Zielsetzung 1 =>
Übertragen Sie aus der Auflistung wortgetreu alles von der Zeile mit „Target: child's arm“ bis hinunter zur Zeile mit „303 194 L 293“, beide Zeilen eingeschlossen. Die Bilder lassen Sie in Ihrer Antwort weg.

Seitenauszug =>

══════════════════════════════

Nach Abpfiff marschierten wir per pedes zum Heydar-Aliyev-Kulturzentrum, benannt nach einem ehemaligen Präsidenten, der oftmals kritisiert wurde, vor allem aber noch immer glorifiziert wird. Nach der Wiedererlangung der Unabhängigkeit 1991, führte Heydar Aliyev Aserbaidschan in die Rechtsstaatlichkeit, ohne zu vergessen, dabei reichlich Klüngelei für seinen Klan zu betreiben. So verwundert es nicht, dass nach seinem Tod in 2003, Sohnemann İlham Aliyev das Präsidentenamt übernahm. Und bis heute innehält. Diverse Anpassungen der Verfassung machen es möglich. Zuvor hatte Aliyev jr. 1992 die staatliche Ölgesellschaft SOCAR gegründet, die heute als Inbegriff für Vetternwirtschaft und Lobbyismus in Aserbaidschan gilt. Zwanzig Jahre später wurde İlham Aliyev für seine Verdienste endlich ausgezeichnet und zum „korruptesten Mann des Jahres“ gewählt. Der Kreis schließt sich, wenn man sich ansieht, wer das einflussreiche Energieunternehmen in den letzten 14 Jahren geführt hat: Rövnəq Abdullayev, der zugleich Präsident des aserbaidschanischen Fußballverbandes ist. Schleierhafte Doppelfunktionen sind allerdings auch im deutschen Fußball leider keine Seltenheit. Um auf das Kulturzentrum zurückzukommen: Ein wirklich geiler, futuristisch wirkender Baukörper, der u.a. das Nationalmuseum und eine Bibliothek beherbergt. Leider lässt die abendliche Beleuchtung etwas zu wünschen übrig. Bei einer solchen Fassade wäre in der Hinsicht deutlich mehr möglich gewesen. Schade. Da uns noch ein weiteres Naturspektakel bevorstand, sollte uns das aber nicht großartig stören.
Mit dem Taxi fuhren wir 30 Minuten in nördliche Richtung, wo etwas außerhalb der Stadt der brennende Berg, Yanar Dağ, auf uns wartete. Bei diesem Naturphänomen, von dem es weltweit nur eine Handvoll gibt, handelt es sich um ein natürliches Erdgasfeuer am Hang eines Kalksteinhügels. Das mysteriöse Feuer, das schon seit tausenden Jahren brennt, hatte Marco Polo schon im 13. Jahrhundert erwähnt. Da eine solche Feuerbrunst bei Dunkelheit den besten Eindruck macht, waren wir relativ spät an Ort und Stelle. So spät, dass unser Taxi das einzige Auto auf dem verwaisten Parkplatz war. Nach kurzer Diskussion mit den zwei Wachleuten und einem kleinen Obolus, den wir bis heute noch nicht eindeutig als Eintritts- oder Schmiergeld verbuchen konnten, wurde uns Zutritt gewährt. Völlig allein und vollkommen ungestört konnten wir das ewige Feuer auf uns wirken lassen. Flackernden Flammen. Brütende Hitze. Und beißender Gasgeruch, der auf Dauer ein wenig besorgniserregend war. Aserbaidschan, das Land of Fire.

══════════════════════════════

Einträge zur Beschriftung von Bildgrenzen:
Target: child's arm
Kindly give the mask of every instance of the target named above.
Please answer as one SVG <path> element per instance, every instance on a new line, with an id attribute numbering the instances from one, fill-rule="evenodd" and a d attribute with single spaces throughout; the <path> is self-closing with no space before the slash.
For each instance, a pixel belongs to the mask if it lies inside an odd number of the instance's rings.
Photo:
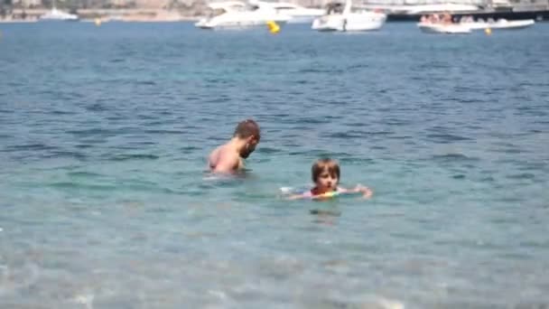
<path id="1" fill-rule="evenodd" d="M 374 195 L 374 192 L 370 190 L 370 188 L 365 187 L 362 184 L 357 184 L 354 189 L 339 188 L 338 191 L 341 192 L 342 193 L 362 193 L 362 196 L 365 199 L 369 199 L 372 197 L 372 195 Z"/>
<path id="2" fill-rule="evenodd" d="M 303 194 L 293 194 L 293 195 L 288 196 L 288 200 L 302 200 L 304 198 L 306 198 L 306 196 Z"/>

══════════════════════════════

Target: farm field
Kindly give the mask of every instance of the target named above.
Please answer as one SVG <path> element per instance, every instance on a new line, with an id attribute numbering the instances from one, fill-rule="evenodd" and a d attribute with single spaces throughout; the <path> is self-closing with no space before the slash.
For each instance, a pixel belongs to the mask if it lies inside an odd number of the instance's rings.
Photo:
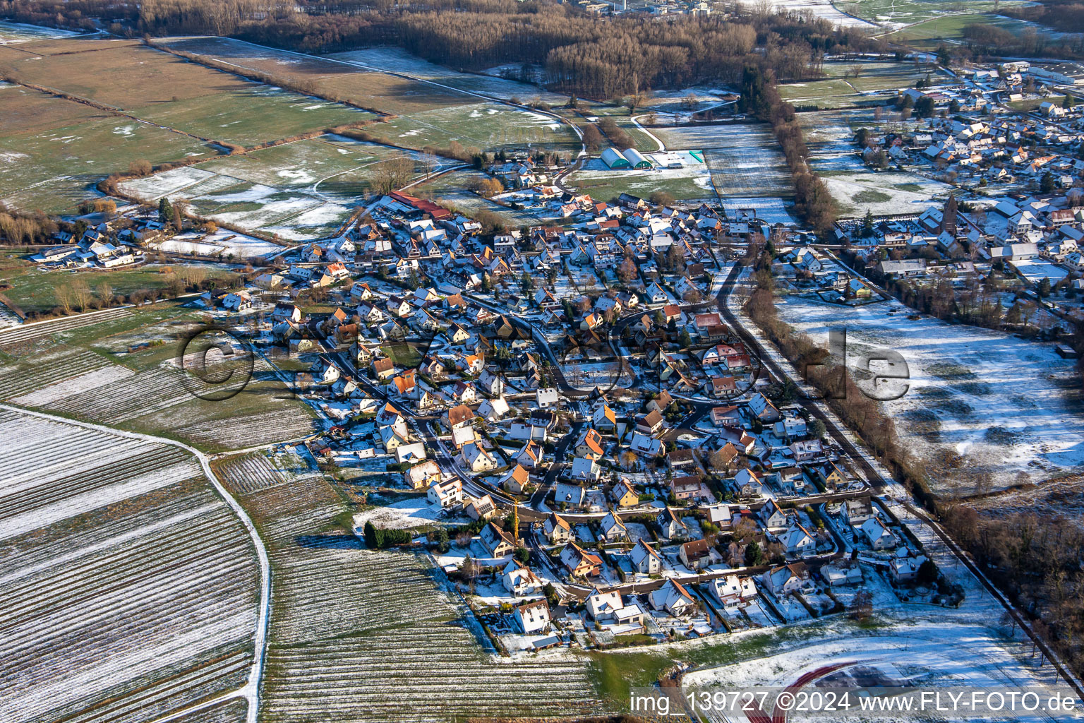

══════════════════════════════

Zielsetzung 2 =>
Fassen Sie im Reisebericht über Aserbaidschan den Absatz, der mit „Mit dem Taxi fuhren wir“ beginnt, als knappe Stichpunktliste zusammen und behalten Sie dabei die wesentlichen Fakten bei.

Vollständige Antwort 1 =>
Target: child's arm
Kindly give the mask of every instance of the target named above.
Please answer as one SVG <path> element per instance, every instance on a new line, with an id attribute numbering the instances from one, fill-rule="evenodd" and a d attribute with single spaces throughout; the <path> is self-closing with no space before the slash.
For each instance, a pixel belongs to the mask if it lies inside an odd number of the instance's rings.
Photo:
<path id="1" fill-rule="evenodd" d="M 374 195 L 374 192 L 370 190 L 370 188 L 365 187 L 362 184 L 357 184 L 354 189 L 339 188 L 338 191 L 341 192 L 342 193 L 362 193 L 362 196 L 365 199 L 369 199 L 372 197 L 372 195 Z"/>
<path id="2" fill-rule="evenodd" d="M 303 194 L 293 194 L 293 195 L 288 196 L 288 200 L 302 200 L 304 198 L 306 198 L 306 196 Z"/>

Vollständige Antwort 2 =>
- 30 Minuten Taxifahrt nach Norden zum brennenden Berg Yanar Dağ, etwas außerhalb der Stadt
- Natürliches Erdgasfeuer am Hang eines Kalksteinhügels, weltweit eines von nur einer Handvoll solcher Phänomene
- Brennt seit tausenden Jahren und wurde schon im 13. Jahrhundert von Marco Polo erwähnt
- Späte Ankunft wegen der besseren Wirkung bei Dunkelheit; das Taxi war das einzige Auto auf dem Parkplatz
- Zutritt nach kurzer Diskussion mit zwei Wachleuten und einem kleinen Obolus, ob Eintritts- oder Schmiergeld, blieb unklar
- Ungestörtes Erleben des ewigen Feuers: flackernde Flammen, brütende Hitze, auf Dauer besorgniserregender Gasgeruch